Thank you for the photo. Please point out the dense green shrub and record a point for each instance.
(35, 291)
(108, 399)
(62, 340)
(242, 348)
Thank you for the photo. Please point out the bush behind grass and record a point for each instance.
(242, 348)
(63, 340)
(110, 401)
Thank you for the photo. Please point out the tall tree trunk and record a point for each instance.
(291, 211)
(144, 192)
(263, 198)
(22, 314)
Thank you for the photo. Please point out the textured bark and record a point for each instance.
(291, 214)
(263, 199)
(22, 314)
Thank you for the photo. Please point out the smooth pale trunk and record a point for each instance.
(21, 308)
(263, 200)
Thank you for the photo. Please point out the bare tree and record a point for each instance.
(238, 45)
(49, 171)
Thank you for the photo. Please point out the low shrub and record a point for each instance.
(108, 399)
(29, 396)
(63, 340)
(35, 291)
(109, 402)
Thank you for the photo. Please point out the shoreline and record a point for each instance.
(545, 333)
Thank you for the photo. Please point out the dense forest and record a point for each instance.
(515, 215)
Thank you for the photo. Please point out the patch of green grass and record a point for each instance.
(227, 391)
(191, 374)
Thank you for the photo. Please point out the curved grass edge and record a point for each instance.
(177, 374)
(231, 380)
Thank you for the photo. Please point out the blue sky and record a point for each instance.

________________________________________

• Challenge:
Rewrite all of the rows above as one numbered list, leaving out any blank lines.

• Exercise answer:
1. Thank you for the photo. Please point out the dense green shrub and record a point for each instance.
2. (35, 291)
3. (108, 399)
4. (62, 340)
5. (242, 348)
6. Thank you for the photo. Please point out the bush behind grass and record a point for each instance.
7. (242, 348)
8. (63, 340)
9. (110, 401)
10. Thank you for the photo. Please point out the tall tree trunk and record a point for each instance.
11. (291, 211)
12. (144, 192)
13. (263, 198)
14. (22, 314)
15. Thank you for the photo. Please point out the textured bark and record a point for each instance.
16. (291, 214)
17. (263, 199)
18. (22, 314)
19. Thank you for the photo. Please point out the smooth pale trunk and record a point for each instance.
20. (21, 308)
21. (263, 200)
22. Thank you for the photo. Please point out the bare tree and record a point for each instance.
23. (238, 45)
24. (49, 171)
25. Thank you for the photo. Please point out the low shrub and record a point for each instance.
26. (108, 399)
27. (29, 396)
28. (63, 340)
29. (35, 291)
30. (109, 402)
31. Thank you for the photo. Please point out the shoreline and record a point for each instance.
32. (545, 333)
33. Thank you for the photo. Please point out the dense forest and record a point for each instance.
34. (515, 215)
35. Thank you for the photo. Please point out the patch of green grass and record a point for each instance.
36. (227, 391)
37. (191, 374)
38. Thank you for the photo. Please point out the curved grass edge and record a point for each instance.
39. (177, 374)
40. (231, 380)
41. Thank you for the photo. Please point out the blue sky and record a point for each instance.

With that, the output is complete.